### Items listed in a dataset
________________
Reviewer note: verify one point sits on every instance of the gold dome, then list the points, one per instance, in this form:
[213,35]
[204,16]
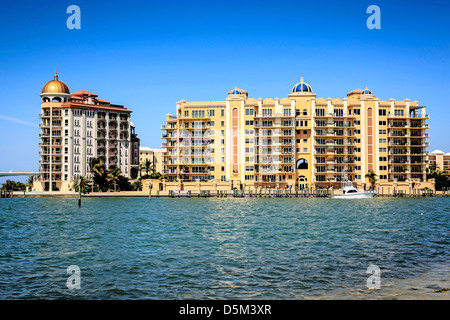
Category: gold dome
[55,86]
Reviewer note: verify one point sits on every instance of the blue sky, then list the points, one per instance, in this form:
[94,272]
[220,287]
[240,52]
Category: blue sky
[147,55]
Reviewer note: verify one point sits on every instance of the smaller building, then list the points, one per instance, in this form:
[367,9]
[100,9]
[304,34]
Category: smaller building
[154,155]
[441,159]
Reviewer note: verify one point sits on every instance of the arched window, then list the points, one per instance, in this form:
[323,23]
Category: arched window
[302,164]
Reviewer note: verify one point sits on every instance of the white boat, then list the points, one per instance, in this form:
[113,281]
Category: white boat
[350,192]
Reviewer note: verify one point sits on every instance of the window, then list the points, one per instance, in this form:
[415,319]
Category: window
[320,112]
[338,112]
[267,112]
[398,112]
[302,164]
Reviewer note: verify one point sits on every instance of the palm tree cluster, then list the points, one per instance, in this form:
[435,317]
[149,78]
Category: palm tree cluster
[148,166]
[372,176]
[11,185]
[441,178]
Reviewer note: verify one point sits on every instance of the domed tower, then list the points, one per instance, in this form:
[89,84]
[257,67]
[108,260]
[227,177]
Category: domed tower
[54,94]
[55,91]
[301,89]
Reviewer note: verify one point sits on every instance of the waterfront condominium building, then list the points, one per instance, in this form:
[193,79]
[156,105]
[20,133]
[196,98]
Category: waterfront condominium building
[77,127]
[300,140]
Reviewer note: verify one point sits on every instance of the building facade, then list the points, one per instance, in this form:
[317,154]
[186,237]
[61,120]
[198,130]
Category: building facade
[77,127]
[440,159]
[299,141]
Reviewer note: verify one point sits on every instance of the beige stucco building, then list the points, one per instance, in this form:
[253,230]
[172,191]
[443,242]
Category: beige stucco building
[299,140]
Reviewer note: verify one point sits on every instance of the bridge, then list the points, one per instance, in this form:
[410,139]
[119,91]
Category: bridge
[16,174]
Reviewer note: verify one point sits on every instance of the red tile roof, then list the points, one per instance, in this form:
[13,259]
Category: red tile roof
[84,92]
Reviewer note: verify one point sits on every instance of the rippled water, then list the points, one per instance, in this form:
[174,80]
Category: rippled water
[298,248]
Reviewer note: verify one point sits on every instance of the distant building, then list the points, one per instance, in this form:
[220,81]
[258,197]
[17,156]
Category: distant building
[441,159]
[154,155]
[77,127]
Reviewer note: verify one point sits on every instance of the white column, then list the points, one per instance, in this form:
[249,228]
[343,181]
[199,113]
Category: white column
[242,142]
[363,141]
[228,140]
[376,135]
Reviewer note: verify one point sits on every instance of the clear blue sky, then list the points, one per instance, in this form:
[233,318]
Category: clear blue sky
[147,55]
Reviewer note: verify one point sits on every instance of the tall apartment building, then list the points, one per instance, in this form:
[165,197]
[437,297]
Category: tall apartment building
[299,141]
[77,127]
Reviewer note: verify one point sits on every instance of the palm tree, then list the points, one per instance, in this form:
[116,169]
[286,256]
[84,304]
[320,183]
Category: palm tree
[146,165]
[85,184]
[30,182]
[98,172]
[372,178]
[114,176]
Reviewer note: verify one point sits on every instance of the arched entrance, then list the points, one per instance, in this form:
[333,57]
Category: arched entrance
[302,182]
[302,164]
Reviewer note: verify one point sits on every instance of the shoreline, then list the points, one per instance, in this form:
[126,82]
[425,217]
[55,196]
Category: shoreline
[211,194]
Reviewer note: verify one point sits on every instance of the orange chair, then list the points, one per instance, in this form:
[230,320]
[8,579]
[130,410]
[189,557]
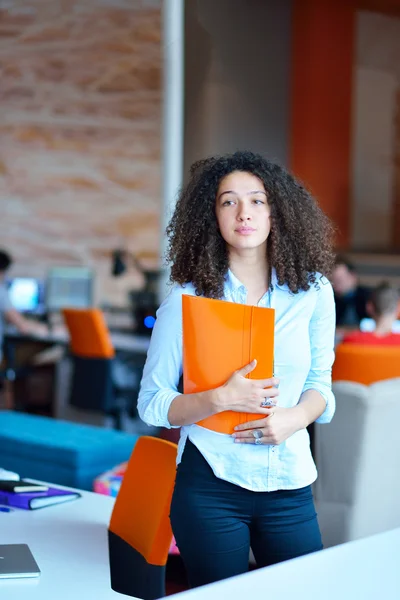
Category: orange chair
[95,385]
[366,364]
[139,534]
________________
### HOW TO COMPLETE THIS TASK
Restate the data word for word and exclude every picture.

### EXERCISE OUTPUT
Reviewer note: verify one point sits on every instance of the gold dome, then list the points, one per instance, in this form:
[213,35]
[204,16]
Category: gold dome
[55,86]
Reviewer note: verify one point sits on every instance of the blue sky, then list the points, one per instance, in this form:
[94,272]
[220,287]
[240,52]
Category: blue sky
[147,55]
Reviewer note: verify one point sits on every instance of the smaller building, then list the points, one per instance, in this form:
[367,9]
[100,9]
[304,34]
Category: smaller building
[154,155]
[441,159]
Reviewer note: verify one point sits on every instance of the arched window, then list the points, one per instance, in this form:
[323,23]
Category: arched window
[302,164]
Reviewer note: verify one point sits on every instance of the white boat, then list the points, one per instance, in this form:
[113,281]
Category: white boat
[350,192]
Reviewer note: verify one point sits on every instance of the window, then list the points, one per instance, in this form:
[415,319]
Category: window
[320,112]
[338,112]
[267,112]
[398,112]
[302,164]
Reviewer note: verify one point sits on every instance of the palm tree cluster, then list the points, one per instance, in this form:
[435,317]
[149,78]
Category: palm tree cluster
[148,166]
[372,176]
[11,185]
[441,178]
Reviewer note: verify one point sits on every instance of the domed tower, then list the points, one per instance, in this form:
[89,84]
[257,67]
[108,260]
[227,177]
Category: domed tower
[54,94]
[55,91]
[301,89]
Reviewer note: verify one point sits on every instance of the waterfront condominium building, then list the points, one per instance, in this form:
[193,79]
[156,105]
[20,133]
[196,98]
Category: waterfront condominium building
[77,127]
[300,140]
Reviewer note: verify one point sits on every instance of the building facade, then list the points, one per instance, in this form:
[317,154]
[186,237]
[61,120]
[198,130]
Category: building facade
[77,127]
[440,159]
[299,141]
Reviewer note: verify one point sits on every instance of the beige stucco building, then list the points, one per instance, in this form:
[253,230]
[172,191]
[443,242]
Category: beige stucco building
[299,140]
Reviewer note: verify one point sits on every instance of the bridge, then list the points, one per instance, in this form:
[410,139]
[119,91]
Category: bridge
[16,174]
Reviewer note: verify one point sits on every instance of the red tile roof, then list the points, one per instance, in this form:
[13,259]
Category: red tile roof
[84,92]
Reviewer note: verify one point sits on every instance of the rippled water, then list the points, one per instance, in this form:
[174,80]
Category: rippled water
[298,248]
Reviewer note: verify one point sits on every instance of the distant building, then list the points, one per instance, in this form:
[220,81]
[258,197]
[17,156]
Category: distant building
[441,159]
[154,155]
[77,127]
Reviewer note: verify one point sits on every instance of the white column, then list the points, one per instance, in this form:
[249,228]
[343,181]
[199,113]
Category: white column
[242,142]
[363,141]
[228,140]
[376,135]
Reviewer note: verify one point sits on every instance of the clear blue sky, then list the points, one per instance, in this form:
[233,318]
Category: clear blue sky
[147,55]
Reviewer note: verify one point sits on every instance of the tall apartment building, then list the points, one per instance, in this form:
[165,197]
[437,297]
Category: tall apartment building
[299,141]
[77,127]
Reviewer note: verify one point sits on every instance of the palm tree, then list the points, one per instance, in this form:
[116,169]
[286,256]
[84,304]
[320,183]
Category: palm tree
[146,165]
[85,184]
[30,182]
[98,172]
[372,178]
[114,176]
Reviewer note: verify one point sits on every instance of the arched entrance, then list the points, one per instance, in this form:
[333,57]
Category: arched entrance
[302,182]
[302,164]
Reviewer note: verify one point sits on every instance of the shoreline, then list the points, one per instance, in this form:
[126,82]
[425,217]
[55,196]
Category: shoreline
[211,194]
Reviewer note: verify one point sits on every instance of the orange chair, then list the points, one per instance, in this form:
[230,320]
[8,579]
[130,410]
[189,557]
Category: orange chair
[95,385]
[366,364]
[139,534]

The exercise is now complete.